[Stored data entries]
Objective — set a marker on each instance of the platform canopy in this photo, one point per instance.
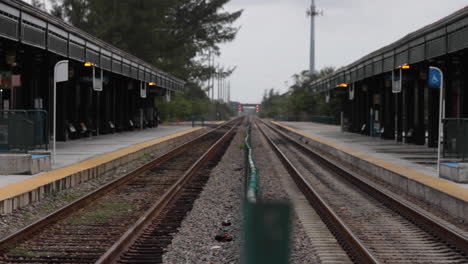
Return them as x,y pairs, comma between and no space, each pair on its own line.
23,23
446,36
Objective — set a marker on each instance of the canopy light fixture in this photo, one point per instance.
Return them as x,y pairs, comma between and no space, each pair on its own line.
405,66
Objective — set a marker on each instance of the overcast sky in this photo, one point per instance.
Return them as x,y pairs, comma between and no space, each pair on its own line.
273,42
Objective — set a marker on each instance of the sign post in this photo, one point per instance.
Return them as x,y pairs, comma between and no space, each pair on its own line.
60,75
436,81
396,89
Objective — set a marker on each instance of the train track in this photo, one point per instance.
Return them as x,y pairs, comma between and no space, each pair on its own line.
371,224
85,230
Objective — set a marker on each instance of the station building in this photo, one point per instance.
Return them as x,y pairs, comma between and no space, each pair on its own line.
32,42
376,103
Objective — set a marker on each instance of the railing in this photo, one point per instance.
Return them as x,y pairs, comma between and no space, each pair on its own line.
23,130
455,138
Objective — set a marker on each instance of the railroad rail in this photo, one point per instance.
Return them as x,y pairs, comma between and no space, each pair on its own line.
371,224
84,230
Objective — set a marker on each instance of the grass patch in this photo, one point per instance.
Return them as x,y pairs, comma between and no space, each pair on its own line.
241,146
101,214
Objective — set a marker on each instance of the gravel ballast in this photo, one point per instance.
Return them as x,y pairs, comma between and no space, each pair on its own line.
219,201
271,189
21,217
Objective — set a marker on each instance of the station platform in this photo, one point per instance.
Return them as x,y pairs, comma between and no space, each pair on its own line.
83,159
410,167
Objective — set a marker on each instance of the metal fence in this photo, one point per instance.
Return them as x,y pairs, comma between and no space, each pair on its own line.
455,138
23,130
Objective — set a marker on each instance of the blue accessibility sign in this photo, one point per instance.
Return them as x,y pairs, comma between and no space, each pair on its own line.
435,78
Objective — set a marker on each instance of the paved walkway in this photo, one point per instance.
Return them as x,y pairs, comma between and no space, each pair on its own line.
74,151
415,157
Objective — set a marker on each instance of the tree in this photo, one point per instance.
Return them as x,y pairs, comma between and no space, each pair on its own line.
174,35
38,4
300,103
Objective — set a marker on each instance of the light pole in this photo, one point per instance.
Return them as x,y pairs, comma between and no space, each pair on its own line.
60,75
313,12
436,81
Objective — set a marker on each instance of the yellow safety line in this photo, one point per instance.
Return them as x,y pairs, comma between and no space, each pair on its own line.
446,187
33,183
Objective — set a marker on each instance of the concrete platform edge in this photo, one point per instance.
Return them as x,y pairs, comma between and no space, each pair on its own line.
442,194
33,189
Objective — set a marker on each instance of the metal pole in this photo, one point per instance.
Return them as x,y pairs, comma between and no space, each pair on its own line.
441,102
212,82
312,36
229,92
63,77
54,118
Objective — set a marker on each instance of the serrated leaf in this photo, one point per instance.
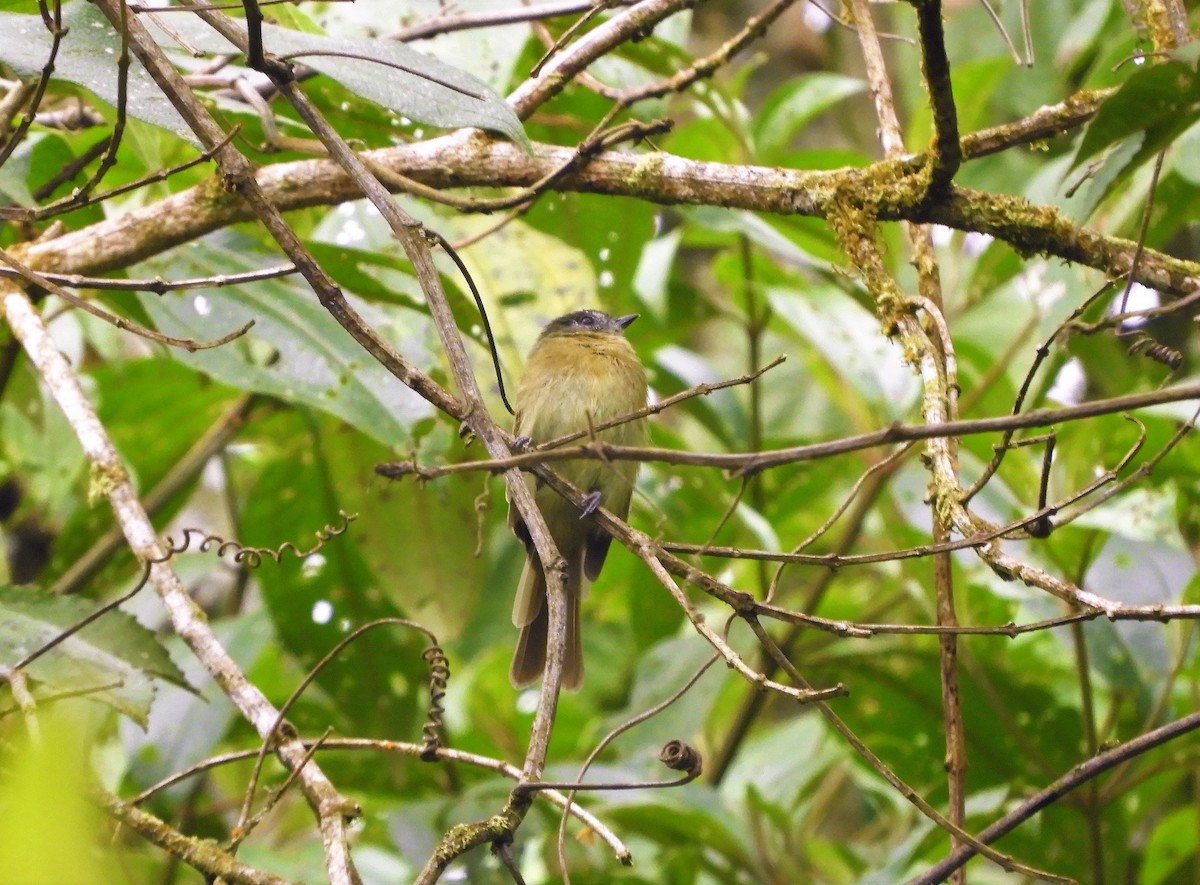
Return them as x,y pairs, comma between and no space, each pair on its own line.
114,658
87,58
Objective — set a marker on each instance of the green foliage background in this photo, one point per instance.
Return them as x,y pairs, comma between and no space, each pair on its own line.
720,292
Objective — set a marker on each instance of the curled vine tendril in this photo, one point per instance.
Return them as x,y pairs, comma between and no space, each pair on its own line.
252,557
1157,351
439,675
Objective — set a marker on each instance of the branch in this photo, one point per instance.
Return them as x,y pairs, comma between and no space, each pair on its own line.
742,463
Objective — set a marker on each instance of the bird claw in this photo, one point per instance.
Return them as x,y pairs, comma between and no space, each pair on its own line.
591,501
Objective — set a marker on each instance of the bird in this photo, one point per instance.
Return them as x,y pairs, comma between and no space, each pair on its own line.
581,372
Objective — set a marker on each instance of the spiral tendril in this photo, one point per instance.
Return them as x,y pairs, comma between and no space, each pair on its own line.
439,676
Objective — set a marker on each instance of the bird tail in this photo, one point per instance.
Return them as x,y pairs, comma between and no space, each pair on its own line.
531,613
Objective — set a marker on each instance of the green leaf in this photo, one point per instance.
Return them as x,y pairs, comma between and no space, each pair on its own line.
113,658
295,351
389,73
1158,100
797,103
87,58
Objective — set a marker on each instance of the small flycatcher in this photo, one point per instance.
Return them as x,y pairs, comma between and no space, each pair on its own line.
580,373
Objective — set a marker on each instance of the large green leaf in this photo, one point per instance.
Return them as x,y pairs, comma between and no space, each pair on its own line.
113,660
87,58
295,351
391,74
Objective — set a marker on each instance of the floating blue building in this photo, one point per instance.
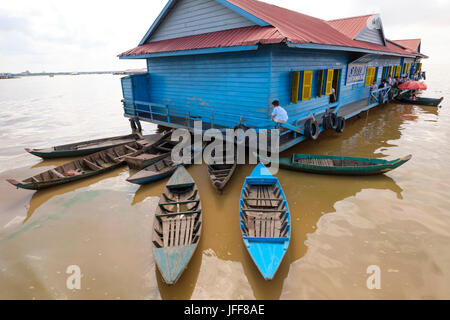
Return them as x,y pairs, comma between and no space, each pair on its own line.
223,62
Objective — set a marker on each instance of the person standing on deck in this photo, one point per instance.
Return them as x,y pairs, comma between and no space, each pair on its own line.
373,87
279,115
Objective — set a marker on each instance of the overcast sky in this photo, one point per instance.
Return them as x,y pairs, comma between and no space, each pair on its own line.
67,35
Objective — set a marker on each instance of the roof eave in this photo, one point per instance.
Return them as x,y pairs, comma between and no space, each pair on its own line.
343,48
225,3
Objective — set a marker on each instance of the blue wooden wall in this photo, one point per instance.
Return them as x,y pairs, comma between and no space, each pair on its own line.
193,17
285,60
227,85
231,85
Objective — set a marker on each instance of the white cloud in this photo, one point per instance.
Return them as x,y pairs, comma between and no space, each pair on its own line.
87,35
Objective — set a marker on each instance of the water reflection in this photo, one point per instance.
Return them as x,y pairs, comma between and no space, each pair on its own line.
42,196
310,196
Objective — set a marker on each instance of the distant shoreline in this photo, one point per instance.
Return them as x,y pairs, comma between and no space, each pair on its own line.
51,74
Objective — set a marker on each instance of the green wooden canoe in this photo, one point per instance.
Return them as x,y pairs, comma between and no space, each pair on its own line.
336,165
432,102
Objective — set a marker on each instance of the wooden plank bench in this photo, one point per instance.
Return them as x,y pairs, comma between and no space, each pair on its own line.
264,225
178,231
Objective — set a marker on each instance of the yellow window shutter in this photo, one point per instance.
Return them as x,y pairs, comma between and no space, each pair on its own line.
329,81
295,86
320,84
307,85
370,75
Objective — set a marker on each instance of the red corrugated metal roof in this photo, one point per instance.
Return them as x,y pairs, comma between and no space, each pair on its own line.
286,25
412,44
353,26
229,38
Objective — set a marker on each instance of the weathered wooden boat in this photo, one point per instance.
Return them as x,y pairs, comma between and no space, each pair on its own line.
221,173
265,220
85,147
432,102
89,166
158,151
336,165
177,226
157,171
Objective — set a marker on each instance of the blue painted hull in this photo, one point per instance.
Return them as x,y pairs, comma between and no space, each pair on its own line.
267,253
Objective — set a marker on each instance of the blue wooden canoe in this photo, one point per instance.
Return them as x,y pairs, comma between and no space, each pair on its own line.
265,220
177,226
432,102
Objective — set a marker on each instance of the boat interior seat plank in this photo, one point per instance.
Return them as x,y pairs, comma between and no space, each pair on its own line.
56,173
91,165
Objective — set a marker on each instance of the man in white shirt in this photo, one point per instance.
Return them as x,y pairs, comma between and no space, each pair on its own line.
279,115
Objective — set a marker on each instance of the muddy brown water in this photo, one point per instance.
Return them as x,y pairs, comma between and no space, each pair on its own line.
340,225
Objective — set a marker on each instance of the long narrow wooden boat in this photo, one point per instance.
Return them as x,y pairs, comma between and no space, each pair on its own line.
221,173
265,220
336,165
157,171
158,151
84,148
89,166
177,226
432,102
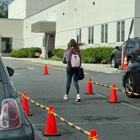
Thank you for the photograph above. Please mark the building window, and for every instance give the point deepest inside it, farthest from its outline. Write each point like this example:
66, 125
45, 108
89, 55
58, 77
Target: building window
120, 31
104, 33
90, 35
78, 35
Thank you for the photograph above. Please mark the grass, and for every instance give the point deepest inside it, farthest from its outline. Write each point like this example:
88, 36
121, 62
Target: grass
54, 59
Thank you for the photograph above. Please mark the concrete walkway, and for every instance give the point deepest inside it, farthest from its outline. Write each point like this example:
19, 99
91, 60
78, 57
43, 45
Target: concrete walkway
103, 68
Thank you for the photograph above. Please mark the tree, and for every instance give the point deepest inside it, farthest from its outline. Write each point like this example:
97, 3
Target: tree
4, 9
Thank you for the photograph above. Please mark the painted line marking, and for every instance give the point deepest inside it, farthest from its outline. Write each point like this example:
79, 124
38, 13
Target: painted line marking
39, 134
32, 63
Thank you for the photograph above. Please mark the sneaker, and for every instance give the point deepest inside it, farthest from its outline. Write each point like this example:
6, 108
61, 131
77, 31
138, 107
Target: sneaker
78, 98
65, 97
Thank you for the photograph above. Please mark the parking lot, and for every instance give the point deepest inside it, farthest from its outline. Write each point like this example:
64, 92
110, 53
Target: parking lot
112, 121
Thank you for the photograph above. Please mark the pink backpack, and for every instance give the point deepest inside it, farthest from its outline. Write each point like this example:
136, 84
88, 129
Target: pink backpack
74, 60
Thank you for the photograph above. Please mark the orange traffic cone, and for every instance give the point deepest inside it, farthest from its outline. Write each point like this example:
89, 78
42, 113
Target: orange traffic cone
51, 129
25, 104
89, 89
113, 95
93, 135
125, 64
45, 70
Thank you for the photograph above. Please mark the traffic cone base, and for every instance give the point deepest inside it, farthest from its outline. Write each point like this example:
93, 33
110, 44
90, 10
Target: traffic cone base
45, 70
51, 128
113, 95
89, 89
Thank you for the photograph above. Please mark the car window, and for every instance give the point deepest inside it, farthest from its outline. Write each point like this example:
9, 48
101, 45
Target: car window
137, 45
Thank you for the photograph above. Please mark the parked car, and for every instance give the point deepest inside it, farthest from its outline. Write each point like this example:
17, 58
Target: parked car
14, 123
131, 50
131, 78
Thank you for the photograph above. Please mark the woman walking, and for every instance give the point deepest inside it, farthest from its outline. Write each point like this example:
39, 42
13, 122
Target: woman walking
72, 72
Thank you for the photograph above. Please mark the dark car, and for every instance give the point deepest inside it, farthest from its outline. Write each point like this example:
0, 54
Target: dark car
131, 50
14, 123
131, 78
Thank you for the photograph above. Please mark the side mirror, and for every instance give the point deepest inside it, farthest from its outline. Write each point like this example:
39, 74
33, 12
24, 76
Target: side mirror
138, 59
117, 47
10, 71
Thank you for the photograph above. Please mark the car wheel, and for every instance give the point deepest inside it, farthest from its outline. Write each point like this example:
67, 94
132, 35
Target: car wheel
113, 63
129, 86
129, 61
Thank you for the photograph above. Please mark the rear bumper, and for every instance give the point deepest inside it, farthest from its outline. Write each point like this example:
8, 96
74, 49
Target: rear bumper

# [TASK GOAL]
Working through the records above, copy each line in which "white" is found.

# [RESPONSE TO THIS TASK]
Objective — set a marker on each instance of the white cloud in this photo, one point per instance.
Objective — set a marker on each instance of the man in white shirt in this photo, one point per instance.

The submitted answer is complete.